Directions — Give back the full data, unchanged and complete.
Start of Provided information
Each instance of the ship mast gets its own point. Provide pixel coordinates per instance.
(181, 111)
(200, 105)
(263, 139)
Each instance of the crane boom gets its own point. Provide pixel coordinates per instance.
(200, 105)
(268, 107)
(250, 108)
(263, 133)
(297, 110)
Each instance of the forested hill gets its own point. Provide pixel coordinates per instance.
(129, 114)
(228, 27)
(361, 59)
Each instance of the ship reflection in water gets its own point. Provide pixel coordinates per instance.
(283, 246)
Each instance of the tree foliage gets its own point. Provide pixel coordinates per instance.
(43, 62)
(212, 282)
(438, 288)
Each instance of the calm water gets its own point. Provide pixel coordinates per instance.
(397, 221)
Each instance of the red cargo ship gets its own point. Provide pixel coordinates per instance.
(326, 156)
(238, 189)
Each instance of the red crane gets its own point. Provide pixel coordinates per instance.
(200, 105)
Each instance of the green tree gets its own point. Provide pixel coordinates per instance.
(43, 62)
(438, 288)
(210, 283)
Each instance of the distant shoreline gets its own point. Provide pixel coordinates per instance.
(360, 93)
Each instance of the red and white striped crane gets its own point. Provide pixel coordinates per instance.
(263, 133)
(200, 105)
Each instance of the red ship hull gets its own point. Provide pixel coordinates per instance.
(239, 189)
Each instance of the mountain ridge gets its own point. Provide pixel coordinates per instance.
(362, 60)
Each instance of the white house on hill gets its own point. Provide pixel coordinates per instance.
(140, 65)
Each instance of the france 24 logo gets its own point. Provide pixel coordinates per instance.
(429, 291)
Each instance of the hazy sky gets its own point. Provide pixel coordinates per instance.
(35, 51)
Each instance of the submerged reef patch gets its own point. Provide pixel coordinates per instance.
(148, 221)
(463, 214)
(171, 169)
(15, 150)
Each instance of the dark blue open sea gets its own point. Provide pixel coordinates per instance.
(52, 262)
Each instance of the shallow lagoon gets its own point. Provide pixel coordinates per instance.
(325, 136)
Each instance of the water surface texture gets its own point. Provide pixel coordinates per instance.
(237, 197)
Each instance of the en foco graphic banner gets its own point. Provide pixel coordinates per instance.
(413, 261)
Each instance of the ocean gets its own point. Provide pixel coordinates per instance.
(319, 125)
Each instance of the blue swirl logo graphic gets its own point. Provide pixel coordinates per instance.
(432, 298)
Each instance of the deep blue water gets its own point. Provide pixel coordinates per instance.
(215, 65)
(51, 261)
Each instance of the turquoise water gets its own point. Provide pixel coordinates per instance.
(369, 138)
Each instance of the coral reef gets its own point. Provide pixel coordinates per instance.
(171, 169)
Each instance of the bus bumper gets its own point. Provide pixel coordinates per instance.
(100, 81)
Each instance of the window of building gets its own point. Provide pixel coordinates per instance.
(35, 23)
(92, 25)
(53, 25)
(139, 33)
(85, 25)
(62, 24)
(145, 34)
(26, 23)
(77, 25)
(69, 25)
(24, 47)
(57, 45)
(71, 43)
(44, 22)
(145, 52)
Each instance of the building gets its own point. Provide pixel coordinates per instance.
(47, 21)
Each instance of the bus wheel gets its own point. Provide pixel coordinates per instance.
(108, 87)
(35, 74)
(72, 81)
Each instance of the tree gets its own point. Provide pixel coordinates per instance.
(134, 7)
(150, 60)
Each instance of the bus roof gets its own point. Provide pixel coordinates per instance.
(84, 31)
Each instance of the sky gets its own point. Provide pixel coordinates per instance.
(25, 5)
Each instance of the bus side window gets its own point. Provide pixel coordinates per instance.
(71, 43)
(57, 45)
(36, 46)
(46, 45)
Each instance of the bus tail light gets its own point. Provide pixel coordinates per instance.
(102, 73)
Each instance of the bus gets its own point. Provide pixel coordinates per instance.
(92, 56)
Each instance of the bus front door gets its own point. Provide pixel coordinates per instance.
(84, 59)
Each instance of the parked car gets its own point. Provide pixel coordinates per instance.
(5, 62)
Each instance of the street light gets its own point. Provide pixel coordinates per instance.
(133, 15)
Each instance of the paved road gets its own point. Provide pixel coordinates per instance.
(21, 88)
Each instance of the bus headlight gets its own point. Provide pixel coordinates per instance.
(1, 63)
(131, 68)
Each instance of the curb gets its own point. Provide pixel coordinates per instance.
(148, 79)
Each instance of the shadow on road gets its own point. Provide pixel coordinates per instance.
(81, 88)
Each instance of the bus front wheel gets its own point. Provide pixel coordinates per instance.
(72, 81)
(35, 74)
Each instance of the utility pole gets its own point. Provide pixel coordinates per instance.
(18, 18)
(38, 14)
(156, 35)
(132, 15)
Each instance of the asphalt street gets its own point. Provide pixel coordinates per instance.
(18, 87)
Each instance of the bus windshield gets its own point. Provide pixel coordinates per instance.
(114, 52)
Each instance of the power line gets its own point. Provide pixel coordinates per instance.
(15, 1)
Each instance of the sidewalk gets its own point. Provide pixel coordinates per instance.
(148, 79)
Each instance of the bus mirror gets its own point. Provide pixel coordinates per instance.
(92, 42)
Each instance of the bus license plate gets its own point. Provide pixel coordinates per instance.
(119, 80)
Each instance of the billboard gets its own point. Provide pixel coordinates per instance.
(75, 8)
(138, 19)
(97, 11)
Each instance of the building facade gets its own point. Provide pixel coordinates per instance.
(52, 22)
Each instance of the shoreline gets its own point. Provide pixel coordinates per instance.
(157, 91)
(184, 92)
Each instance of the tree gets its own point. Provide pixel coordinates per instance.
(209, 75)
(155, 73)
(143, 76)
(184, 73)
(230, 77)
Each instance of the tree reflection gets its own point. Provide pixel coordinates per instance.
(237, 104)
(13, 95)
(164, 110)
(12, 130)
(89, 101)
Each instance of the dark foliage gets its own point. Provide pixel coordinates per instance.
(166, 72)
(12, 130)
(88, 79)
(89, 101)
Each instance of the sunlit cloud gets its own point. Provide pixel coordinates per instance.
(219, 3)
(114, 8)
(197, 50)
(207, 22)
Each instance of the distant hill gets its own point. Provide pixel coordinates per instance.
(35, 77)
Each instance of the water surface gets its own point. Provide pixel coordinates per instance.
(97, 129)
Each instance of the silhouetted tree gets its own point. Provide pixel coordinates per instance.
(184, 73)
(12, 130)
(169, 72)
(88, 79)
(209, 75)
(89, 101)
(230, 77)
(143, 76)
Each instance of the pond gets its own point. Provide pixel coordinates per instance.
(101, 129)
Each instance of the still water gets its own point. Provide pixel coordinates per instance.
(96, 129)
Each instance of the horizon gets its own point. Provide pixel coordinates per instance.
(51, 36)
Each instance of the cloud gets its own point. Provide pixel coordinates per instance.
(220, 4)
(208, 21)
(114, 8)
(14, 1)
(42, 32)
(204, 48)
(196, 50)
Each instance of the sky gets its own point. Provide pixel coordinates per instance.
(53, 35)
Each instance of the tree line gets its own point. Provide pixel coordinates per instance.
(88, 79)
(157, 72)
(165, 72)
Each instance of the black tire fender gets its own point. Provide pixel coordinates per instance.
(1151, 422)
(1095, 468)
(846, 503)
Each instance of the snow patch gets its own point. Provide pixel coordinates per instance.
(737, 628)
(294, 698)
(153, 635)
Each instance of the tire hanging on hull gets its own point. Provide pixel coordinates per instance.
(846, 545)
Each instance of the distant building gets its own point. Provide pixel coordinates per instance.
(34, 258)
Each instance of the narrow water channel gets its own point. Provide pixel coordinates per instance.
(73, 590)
End of Provided information
Expected answer —
Each instance of the ship mast gets its own point. Provide pixel coordinates per instance.
(181, 111)
(200, 105)
(263, 139)
Each instance of the crane boom gets its own point. Provide pixel coordinates per instance.
(200, 105)
(268, 107)
(250, 108)
(263, 133)
(297, 110)
Each instance of the forested hill gets its own point. Provide pixel coordinates per instance.
(129, 114)
(228, 27)
(361, 59)
Each instance of the ship reflection in water gets its own point. Provide pixel coordinates per instance.
(283, 246)
Each instance of the tree foliage gets its own point. Provide pixel coordinates per instance.
(43, 62)
(212, 282)
(438, 288)
Each instance of the calm water gets its own point. Provide pixel coordinates per instance.
(397, 221)
Each instance of the red cargo ship gets its own point. Provide pixel coordinates per instance.
(326, 156)
(238, 189)
Each instance of the red crane gets its own point. Provide pixel coordinates per instance.
(200, 105)
Each instance of the green tree gets its own point. Provide pixel coordinates per instance.
(43, 62)
(438, 288)
(210, 283)
Each instance of the distant shoreline gets its own point. Provide pixel coordinates per instance.
(360, 93)
Each instance of the red and white striped crane gets its own point. Provide pixel coordinates per instance.
(263, 133)
(200, 105)
Each instance of the red ship hull gets its own point. Provide pixel coordinates per instance.
(239, 189)
Each instance of the mountain ridge gets its own point. Provide pixel coordinates per instance.
(362, 60)
Each instance of the white house on hill gets its own point. Provide pixel coordinates per instance.
(140, 65)
Each instance of the france 24 logo gets its own point. Provide pixel coordinates per instance.
(429, 291)
Each instance of the hazy sky gets its own point. Provide pixel coordinates per instance.
(35, 51)
Each instance of the submerged reef patch gets its own point. Provide pixel coordinates per instance.
(148, 221)
(463, 214)
(171, 169)
(15, 150)
Each instance of the dark blue open sea gets its own point. Provide pixel coordinates per instance.
(52, 262)
Each instance of the shallow lagoon gets its own point. Provide pixel coordinates per instance.
(325, 136)
Each instance of the water surface texture gets its own point. Provide pixel coordinates per instance.
(237, 197)
Each instance of the en foco graphic banner gets its own point. Provide pixel coordinates per instance.
(413, 261)
Each instance of the ocean gets its own point. Provide pixel coordinates per instance.
(319, 125)
Each instance of the blue swirl logo graphic gets its own point. Provide pixel coordinates per instance.
(432, 298)
Each instance of the deep blue water gets its own point. Provide pixel coordinates per instance.
(215, 65)
(51, 261)
Each instance of the turquoise water gets its own point. Provide pixel coordinates per instance.
(369, 138)
Each instance of the coral reef gets its own point. Provide pixel coordinates per instance.
(171, 169)
Each instance of the bus bumper gets its own point. Provide pixel coordinates per instance.
(100, 81)
Each instance of the window of building gets its own point. Provide pixel coordinates per instance.
(35, 23)
(92, 25)
(53, 25)
(139, 33)
(85, 25)
(62, 24)
(145, 34)
(26, 23)
(77, 25)
(69, 25)
(24, 47)
(57, 45)
(71, 43)
(44, 22)
(145, 52)
Each instance of the building gets its own point. Provide pixel coordinates per instance.
(47, 21)
Each instance of the bus wheel gets its own point. Provide pixel coordinates per instance.
(108, 87)
(35, 74)
(72, 81)
Each instance of the tree gets its own point. Provide pixel coordinates per instance.
(134, 7)
(150, 60)
Each instance of the bus roof gets its own point. Provide pixel coordinates per instance.
(84, 31)
Each instance of the sky gets its own point. Provide pixel coordinates per instance.
(25, 5)
Each instance of the bus side window gets its own point. Provide pixel coordinates per instance.
(71, 43)
(57, 45)
(36, 46)
(46, 45)
Each instance of the bus tail light gets its own point. Provide pixel coordinates per instance.
(102, 73)
Each instance of the bus gets its own point. Provide pixel coordinates per instance.
(92, 56)
Each instance of the bus front door gets its own point. Provide pixel coordinates per instance.
(84, 59)
Each instance of the parked car gets its own point. Provide pixel coordinates per instance.
(5, 62)
Each instance of the street light gets its own point. Provide pixel coordinates per instance.
(133, 15)
Each instance of the paved road gets its own point. Provide pixel coordinates per instance.
(21, 88)
Each instance of the bus headlight gets its own point. Provide pixel coordinates per instance.
(1, 63)
(131, 68)
Each instance of the curb gets its own point. Provide pixel coordinates per instance.
(148, 79)
Each instance of the shadow on road gets its own point. Provide pixel coordinates per instance.
(81, 88)
Each instance of the bus front wheel gets its own point. Provide pixel coordinates per instance.
(72, 81)
(35, 74)
Each instance of the utility pole gets its own point. Provide pixel coordinates per instance.
(18, 18)
(38, 14)
(156, 35)
(132, 15)
Each instance of the asphalt street gets its own point. Provide pixel coordinates per instance.
(18, 87)
Each instance of the bus windshield gets its own point. Provide pixel coordinates per instance.
(114, 52)
Each instance of the power line gets its own point. Provide pixel coordinates per instance.
(15, 1)
Each instance of the sidewalk gets its own point. Provide pixel coordinates per instance.
(148, 79)
Each instance of the bus mirror gets its own point. Provide pixel coordinates per instance.
(92, 42)
Each instance of the bus license plate gets its own point. Provide pixel coordinates per instance.
(119, 80)
Each instance of the billboard gets its own point. Provide pixel coordinates per instance.
(75, 8)
(138, 19)
(97, 11)
Each instance of the building facade gets its own point. Provide pixel coordinates per instance.
(52, 22)
Each instance of the shoreline gets its own point. Provide pixel coordinates per instance.
(157, 91)
(184, 92)
Each instance of the tree gets its own point. Provide pixel coordinates per instance.
(209, 75)
(155, 73)
(143, 76)
(184, 73)
(230, 77)
Each instance of the tree reflection gets its own point. Provide pixel coordinates per instance.
(237, 104)
(13, 95)
(164, 110)
(12, 130)
(89, 101)
Each instance of the dark foliage gets its own point. Provide pixel coordinates per instance.
(166, 72)
(12, 130)
(88, 79)
(89, 101)
Each instance of the sunlit cloud gets its own point. Provide pixel coordinates per instance.
(219, 3)
(114, 8)
(197, 50)
(207, 22)
Each instance of the distant hill gets its own point. Provide pixel coordinates per instance.
(35, 77)
Each instance of the water surface gets its own point. Provide pixel coordinates per instance.
(97, 129)
Each instance of the silhouetted tree gets its own point. Provide pixel coordinates per instance.
(184, 73)
(12, 130)
(169, 72)
(88, 79)
(209, 75)
(89, 101)
(230, 77)
(143, 76)
Each instance of the pond gets its own point. Provide pixel coordinates per instance.
(101, 129)
Each instance of the still water gets its own point. Provide pixel coordinates per instance.
(96, 129)
Each instance of the horizon gets its own point. Provide pixel coordinates per instance.
(51, 36)
Each instance of the cloud gets its own point. Provide pixel coordinates per instance.
(220, 4)
(208, 21)
(114, 8)
(14, 1)
(42, 32)
(204, 48)
(196, 50)
Each instance of the sky gets its own point. Provide pixel coordinates per instance.
(53, 35)
Each instance of the tree line gets its own point. Provide pixel coordinates per instance.
(88, 79)
(157, 72)
(165, 72)
Each instance of the black tire fender gets its own point. Provide pixel coordinates per instance.
(1151, 422)
(1095, 468)
(846, 503)
Each instance of the snow patch gets its own point. Provide pixel coordinates per instance.
(737, 628)
(294, 698)
(153, 635)
Each instance of the tire hanging on hull gets its own point. Provide pixel coordinates per instance.
(846, 545)
Each instance of the distant building gets its own point. Provide pixel coordinates per instance.
(34, 258)
Each instance of the narrow water channel gets its own point. Provide pixel coordinates per instance.
(73, 590)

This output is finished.